Selected excerpt:
○ ○ ○ ○ ○ ○ ○

Hamilton Nat. Bank v. Haynes

174 S.W.2d 39 | Tenn. | 1943

On September 18, 1941, Nellie H. Jennings' will was probated in the County Court of Knox County and the Hamilton National Bank qualified as executor and trustee. The testatrix directed her executor and trustee to use her entire estate, consisting of approximately $300,000, for the care of her husband, James W. Jennings, during his lifetime. The residue was bequeathed to a number of persons and two charitable institutions. James W. Jennings survived the testatrix for only two months. On September 29, 1941, P.B. Jennings, a brother of James W. Jennings, qualified as his guardian in the County Court, he being adjudged an incompetent.

On October 11, 1941, the Hamilton National Bank, executor and trustee, filed its original bill in the Chancery Court of Knox County, seeking a construction of the will of Nellie H. Jennings. The said P.B. Jennings, guardian of James W. Jennings, was made a defendant, as well as other beneficiaries named in the will.

On November 19, 1941, the will of James W. Jennings was probated in the County Court and the Fidelity Bank Trust Company qualified as executor and trustee of his estate.

Upon his qualification as guardian of James W. Jennings, the said P.B. Jennings filed his petition in the County Court under Code, section 8363, alleging that it would be to the interest of his ward to dissent from the will of Mrs. Nellie H. Jennings, and praying that the Court grant a dissent. Upon the death of James W. Jennings, his executor and trustee took over his estate. The said executor, etc., thereupon filed a petition in the instant case praying that the Chancellor exercise his discretion in *250 ordering a dissent on behalf of its decedent, James W. Jennings. The Chancellor entered a decree construing the will of Mrs. Nellie H. Jennings and denied to petitioner the right to dissent from the will. The Court of Appeals affirmed the decree of the Chancellor and this is assigned as error in the petition forcertiorari.

The petition involves the construction and interpretation of certain sections of the official Code that took effect in January, 1932, as follows:

"8358. Dissent from will, and endowment. — A widow may dissent from her husband's will:

"(1) Where a satisfactory provision in real or personal estate is not made for her; in which case she shall, in writing, signify her dissent in open court, to be entered of record, within one year after the probate of the will.

○ ○ ○ ○ ○ ○ ○

Record extracts:
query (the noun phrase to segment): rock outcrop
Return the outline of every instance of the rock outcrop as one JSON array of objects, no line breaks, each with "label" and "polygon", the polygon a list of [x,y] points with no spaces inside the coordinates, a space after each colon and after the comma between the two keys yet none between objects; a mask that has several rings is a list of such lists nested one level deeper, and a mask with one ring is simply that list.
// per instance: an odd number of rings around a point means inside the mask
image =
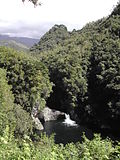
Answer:
[{"label": "rock outcrop", "polygon": [[55,109],[50,109],[48,107],[45,107],[38,115],[38,118],[41,122],[51,121],[51,120],[57,120],[57,119],[64,119],[65,113],[57,111]]},{"label": "rock outcrop", "polygon": [[37,130],[41,131],[44,129],[44,127],[38,118],[38,107],[39,107],[39,103],[36,103],[36,105],[32,109],[31,117],[33,119],[33,122],[35,123],[35,128]]}]

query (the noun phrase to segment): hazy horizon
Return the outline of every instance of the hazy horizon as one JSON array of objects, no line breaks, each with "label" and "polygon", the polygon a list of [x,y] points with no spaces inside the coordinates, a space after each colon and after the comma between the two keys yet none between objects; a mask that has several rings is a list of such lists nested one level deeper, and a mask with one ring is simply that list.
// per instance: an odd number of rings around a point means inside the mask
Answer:
[{"label": "hazy horizon", "polygon": [[118,0],[41,0],[34,8],[22,0],[0,3],[0,34],[12,37],[39,39],[55,24],[63,24],[68,31],[81,29],[85,24],[108,16]]}]

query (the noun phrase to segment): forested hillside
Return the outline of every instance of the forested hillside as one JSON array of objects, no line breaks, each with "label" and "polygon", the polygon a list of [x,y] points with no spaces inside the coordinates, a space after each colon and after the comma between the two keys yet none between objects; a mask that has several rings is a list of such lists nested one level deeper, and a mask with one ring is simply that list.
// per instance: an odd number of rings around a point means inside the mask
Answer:
[{"label": "forested hillside", "polygon": [[55,25],[31,48],[55,84],[47,105],[113,130],[120,122],[119,8],[78,31]]},{"label": "forested hillside", "polygon": [[120,159],[120,142],[100,135],[65,146],[39,136],[34,119],[45,106],[120,134],[120,3],[81,30],[53,26],[29,54],[0,47],[1,160]]}]

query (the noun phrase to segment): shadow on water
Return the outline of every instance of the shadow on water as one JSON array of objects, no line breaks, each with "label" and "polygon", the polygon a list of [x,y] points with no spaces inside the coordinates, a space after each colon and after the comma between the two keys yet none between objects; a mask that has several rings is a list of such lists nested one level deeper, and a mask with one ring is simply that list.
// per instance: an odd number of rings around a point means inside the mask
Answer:
[{"label": "shadow on water", "polygon": [[83,133],[88,139],[93,138],[93,132],[83,126],[67,126],[63,121],[49,121],[44,123],[44,132],[48,136],[55,133],[55,143],[67,144],[70,142],[82,142]]}]

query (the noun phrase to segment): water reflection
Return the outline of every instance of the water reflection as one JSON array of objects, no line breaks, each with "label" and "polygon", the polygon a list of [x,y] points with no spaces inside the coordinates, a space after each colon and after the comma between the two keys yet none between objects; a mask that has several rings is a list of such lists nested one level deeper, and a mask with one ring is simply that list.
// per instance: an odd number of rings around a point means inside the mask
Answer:
[{"label": "water reflection", "polygon": [[63,121],[49,121],[44,124],[44,131],[47,135],[55,133],[55,143],[70,143],[82,141],[83,132],[89,139],[93,138],[93,133],[90,129],[84,126],[67,126]]}]

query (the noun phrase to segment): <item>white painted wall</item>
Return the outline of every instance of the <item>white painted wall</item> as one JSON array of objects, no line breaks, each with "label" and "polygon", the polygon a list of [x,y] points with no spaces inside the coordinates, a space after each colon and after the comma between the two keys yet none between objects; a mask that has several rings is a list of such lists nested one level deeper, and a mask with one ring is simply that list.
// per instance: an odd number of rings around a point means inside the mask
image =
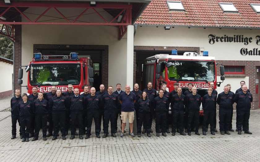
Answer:
[{"label": "white painted wall", "polygon": [[13,72],[13,65],[0,61],[0,85],[3,85],[0,89],[0,92],[12,90]]},{"label": "white painted wall", "polygon": [[[247,45],[243,43],[219,41],[211,44],[209,43],[210,34],[219,36],[243,35],[244,37],[252,37],[253,42]],[[166,30],[162,27],[138,26],[134,45],[203,47],[205,51],[209,51],[209,56],[214,56],[216,60],[260,60],[260,56],[243,56],[240,53],[241,48],[248,50],[258,48],[260,50],[260,45],[256,43],[257,35],[260,35],[259,30],[175,27]]]}]

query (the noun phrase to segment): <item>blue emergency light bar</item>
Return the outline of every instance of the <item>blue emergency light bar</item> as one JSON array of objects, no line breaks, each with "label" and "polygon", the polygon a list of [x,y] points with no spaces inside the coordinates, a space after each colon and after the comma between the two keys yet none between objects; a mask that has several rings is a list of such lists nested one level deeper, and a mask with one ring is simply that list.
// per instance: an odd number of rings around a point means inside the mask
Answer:
[{"label": "blue emergency light bar", "polygon": [[171,55],[177,55],[177,50],[171,50]]},{"label": "blue emergency light bar", "polygon": [[203,56],[209,56],[209,52],[203,51]]},{"label": "blue emergency light bar", "polygon": [[40,60],[41,58],[41,53],[37,53],[35,54],[34,59],[35,60]]},{"label": "blue emergency light bar", "polygon": [[78,53],[71,53],[71,58],[72,59],[77,59],[78,58]]}]

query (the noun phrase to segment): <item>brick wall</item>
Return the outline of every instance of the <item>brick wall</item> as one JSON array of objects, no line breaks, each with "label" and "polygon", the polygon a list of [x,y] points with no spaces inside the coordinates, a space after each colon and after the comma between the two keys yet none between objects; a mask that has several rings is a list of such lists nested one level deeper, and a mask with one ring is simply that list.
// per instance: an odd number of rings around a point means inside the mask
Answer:
[{"label": "brick wall", "polygon": [[0,98],[11,95],[13,94],[12,90],[10,90],[5,92],[0,92]]},{"label": "brick wall", "polygon": [[[86,50],[101,50],[102,51],[102,83],[104,85],[105,87],[108,86],[108,46],[99,45],[70,45],[69,47],[66,47],[67,44],[33,44],[33,53],[39,52],[39,49],[85,49]],[[33,54],[32,55],[32,58],[34,57]]]},{"label": "brick wall", "polygon": [[[256,86],[258,85],[258,87],[260,84],[258,83],[256,84],[256,80],[260,81],[260,73],[256,72],[256,69],[260,69],[260,63],[256,61],[236,61],[234,60],[218,60],[216,61],[217,63],[221,63],[225,66],[241,66],[245,67],[245,74],[226,74],[225,75],[226,78],[228,77],[249,77],[249,82],[246,83],[246,84],[249,87],[250,92],[253,97],[253,102],[251,103],[252,109],[255,109],[259,107],[259,96],[260,90],[258,90],[258,93],[256,93],[255,90]],[[217,76],[220,76],[219,66],[217,67]],[[238,83],[238,84],[239,84]],[[260,89],[259,89],[260,90]],[[234,91],[235,90],[234,90]],[[234,108],[236,108],[236,104],[233,105]]]},{"label": "brick wall", "polygon": [[[15,21],[21,22],[21,17],[15,19]],[[20,89],[21,87],[18,84],[18,73],[19,68],[22,65],[22,25],[16,25],[15,26],[15,58],[14,63],[15,65],[15,89]]]}]

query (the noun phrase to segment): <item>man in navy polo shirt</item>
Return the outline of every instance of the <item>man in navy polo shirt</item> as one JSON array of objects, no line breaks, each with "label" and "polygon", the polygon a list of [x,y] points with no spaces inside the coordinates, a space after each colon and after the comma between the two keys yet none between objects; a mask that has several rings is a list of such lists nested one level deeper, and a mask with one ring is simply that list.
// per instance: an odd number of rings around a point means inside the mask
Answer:
[{"label": "man in navy polo shirt", "polygon": [[136,102],[136,96],[135,93],[130,92],[130,86],[129,85],[125,86],[125,92],[120,95],[119,97],[119,102],[122,105],[121,108],[121,120],[122,120],[122,132],[120,137],[124,136],[124,130],[127,117],[129,121],[129,127],[131,132],[131,136],[135,137],[133,133],[134,119],[135,118],[135,106]]}]

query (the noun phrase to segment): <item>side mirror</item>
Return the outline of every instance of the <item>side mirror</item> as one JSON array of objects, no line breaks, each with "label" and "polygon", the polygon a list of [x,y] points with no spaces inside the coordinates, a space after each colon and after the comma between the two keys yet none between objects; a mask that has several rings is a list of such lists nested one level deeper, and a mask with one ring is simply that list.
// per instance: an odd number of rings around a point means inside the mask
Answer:
[{"label": "side mirror", "polygon": [[28,65],[27,66],[27,67],[26,67],[26,69],[25,70],[25,71],[26,71],[26,73],[27,73],[29,71],[29,70],[30,70],[30,66]]},{"label": "side mirror", "polygon": [[89,68],[89,77],[90,78],[92,78],[94,76],[93,74],[93,68]]},{"label": "side mirror", "polygon": [[160,74],[155,74],[155,79],[159,79],[160,78]]},{"label": "side mirror", "polygon": [[172,66],[172,63],[170,62],[167,63],[166,64],[166,66],[167,68],[169,68]]},{"label": "side mirror", "polygon": [[93,78],[90,78],[89,79],[89,83],[93,83],[94,82],[94,79]]},{"label": "side mirror", "polygon": [[161,73],[161,64],[157,64],[157,65],[156,65],[156,73]]},{"label": "side mirror", "polygon": [[18,84],[23,84],[23,80],[21,79],[18,80]]},{"label": "side mirror", "polygon": [[[220,68],[220,75],[224,75],[225,74],[225,69],[223,66],[221,66]],[[224,79],[224,80],[225,79]]]},{"label": "side mirror", "polygon": [[19,71],[18,71],[18,78],[20,79],[22,79],[23,78],[23,69],[20,68],[19,69]]}]

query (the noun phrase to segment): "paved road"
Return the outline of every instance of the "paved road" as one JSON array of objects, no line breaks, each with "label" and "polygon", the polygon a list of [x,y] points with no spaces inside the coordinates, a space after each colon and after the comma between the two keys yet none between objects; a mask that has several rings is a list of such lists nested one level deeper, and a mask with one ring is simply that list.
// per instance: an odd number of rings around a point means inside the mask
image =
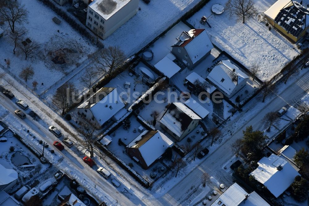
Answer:
[{"label": "paved road", "polygon": [[[206,172],[214,175],[218,180],[222,179],[222,176],[224,176],[225,174],[226,175],[230,175],[224,171],[222,167],[223,164],[228,161],[234,155],[230,145],[235,139],[242,136],[243,130],[250,125],[252,125],[254,130],[261,129],[263,128],[261,120],[265,114],[270,111],[277,111],[287,105],[293,105],[308,93],[309,71],[296,79],[290,86],[277,94],[261,110],[257,110],[255,114],[250,113],[250,114],[252,117],[249,120],[235,131],[229,139],[224,142],[214,152],[207,157],[199,166],[184,177],[178,184],[175,185],[161,198],[159,200],[160,202],[163,205],[182,204],[188,195],[186,193],[188,190],[192,186],[196,187],[201,184],[200,177],[204,172]],[[261,104],[260,102],[259,103]],[[246,111],[244,110],[241,113],[240,116],[243,116],[247,114],[249,114],[249,112],[246,113]],[[237,118],[238,119],[239,118]],[[223,175],[222,174],[223,174]],[[183,205],[186,204],[184,204]]]}]

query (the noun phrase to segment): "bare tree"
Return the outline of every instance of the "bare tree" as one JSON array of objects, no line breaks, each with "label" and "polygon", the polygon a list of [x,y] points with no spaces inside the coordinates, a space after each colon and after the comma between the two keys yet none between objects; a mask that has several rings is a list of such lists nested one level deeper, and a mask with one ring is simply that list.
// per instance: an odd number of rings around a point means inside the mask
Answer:
[{"label": "bare tree", "polygon": [[73,83],[66,83],[57,89],[52,102],[62,110],[61,114],[63,115],[73,104],[77,93],[76,88]]},{"label": "bare tree", "polygon": [[221,134],[221,131],[218,128],[214,128],[212,130],[210,134],[211,138],[211,143],[210,144],[210,146],[212,146],[213,144],[220,139]]},{"label": "bare tree", "polygon": [[172,170],[176,173],[175,177],[177,177],[178,173],[183,172],[186,166],[187,163],[182,159],[180,158],[174,161]]},{"label": "bare tree", "polygon": [[19,74],[19,76],[27,82],[28,79],[31,79],[34,75],[34,71],[33,68],[31,67],[31,65],[29,65],[22,71]]},{"label": "bare tree", "polygon": [[109,46],[94,55],[94,68],[104,74],[110,75],[117,71],[125,59],[125,54],[119,47]]},{"label": "bare tree", "polygon": [[239,21],[242,20],[243,24],[245,23],[245,19],[254,17],[257,13],[252,0],[228,0],[225,6],[230,17],[236,16]]},{"label": "bare tree", "polygon": [[152,111],[152,113],[150,114],[150,116],[152,118],[152,125],[155,126],[156,123],[157,118],[159,116],[160,113],[156,110]]},{"label": "bare tree", "polygon": [[202,146],[198,142],[193,145],[192,153],[193,153],[193,161],[195,161],[195,158],[199,152],[202,150]]},{"label": "bare tree", "polygon": [[264,124],[269,126],[266,131],[269,132],[270,131],[271,127],[272,126],[275,126],[279,120],[279,117],[276,112],[270,112],[265,114],[263,118],[263,122]]},{"label": "bare tree", "polygon": [[32,58],[39,54],[40,45],[36,41],[32,41],[27,43],[25,41],[20,42],[18,45],[18,47],[25,54],[25,59],[28,58]]},{"label": "bare tree", "polygon": [[237,139],[231,145],[232,151],[235,153],[236,157],[238,157],[239,152],[243,146],[243,140],[241,139]]},{"label": "bare tree", "polygon": [[201,177],[202,179],[202,183],[203,183],[203,187],[205,187],[206,186],[206,183],[210,182],[210,176],[209,174],[206,172],[204,172]]},{"label": "bare tree", "polygon": [[251,75],[252,75],[252,81],[254,81],[256,76],[261,71],[260,65],[258,64],[256,62],[255,62],[252,65],[250,70],[251,73]]},{"label": "bare tree", "polygon": [[88,67],[86,69],[84,75],[81,76],[79,80],[89,88],[91,88],[91,85],[95,81],[95,77],[98,72],[92,67]]},{"label": "bare tree", "polygon": [[7,22],[13,33],[15,32],[15,24],[26,22],[28,11],[24,5],[20,5],[17,1],[6,1],[0,7],[0,20]]},{"label": "bare tree", "polygon": [[262,93],[263,95],[262,102],[265,101],[266,97],[272,94],[275,92],[276,86],[274,84],[273,84],[270,81],[267,81],[264,83],[264,87],[262,90]]},{"label": "bare tree", "polygon": [[15,54],[15,49],[19,42],[22,41],[23,37],[27,32],[27,30],[23,27],[16,28],[15,32],[13,33],[11,31],[8,31],[7,34],[11,41],[14,44],[13,53]]}]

○ ○ ○ ○ ○ ○ ○

Objective: Carry on the court opinion on dissenting from the Jennings will, starting right after its last sentence.

Answer to the exercise:
"(2) Where a provision in personal estate is made for her, but the whole of the husband's property, including the bequest, is taken for the payment of his debts; in which case, without any formal dissent, she may sue for her dower."

And in either case, she shall be endowed and provided for as if her husband died intestate, and shall be entitled to her distributive share as provided in section 8360.

"8359. Husband may dissent from the will of his wife, and takeshare in her personalty. — The husband may likewise dissent from the will of his wife within one year after the probate thereof, and in which case if the wife died leaving no child or not more than two, the husband shall be entitled to one-third part of her personal estate, in addition to his curtesy in the real estate as provided by law. But if the wife has more than two children, the husband shall share equally with all the children in said personal estate, he being entitled to a child's part. *251

"8363. Effect of insanity or minority. — If the widow or husband be insane, or be under the age of twenty-one years, at the time the will is admitted to probate, upon a petition filed by a guardian, committee or next friend of either, within one year from probate, or within any extension period so granted, alleging that it would be to the interest of either to dissent from the will, the county court is empowered to appoint a guardian ad litem and hear proof and to declare a dissent or against same, and enter judgment accordingly, subject to appeal.

"8364. Effect of death. — In event either the widow or husband die after the death of the spouse-testator and before the time for dissent expires, the personal representative of the widow or husband may, in like manner and every respect, seek the guidance of the court respecting a dissent, with like authority to the court."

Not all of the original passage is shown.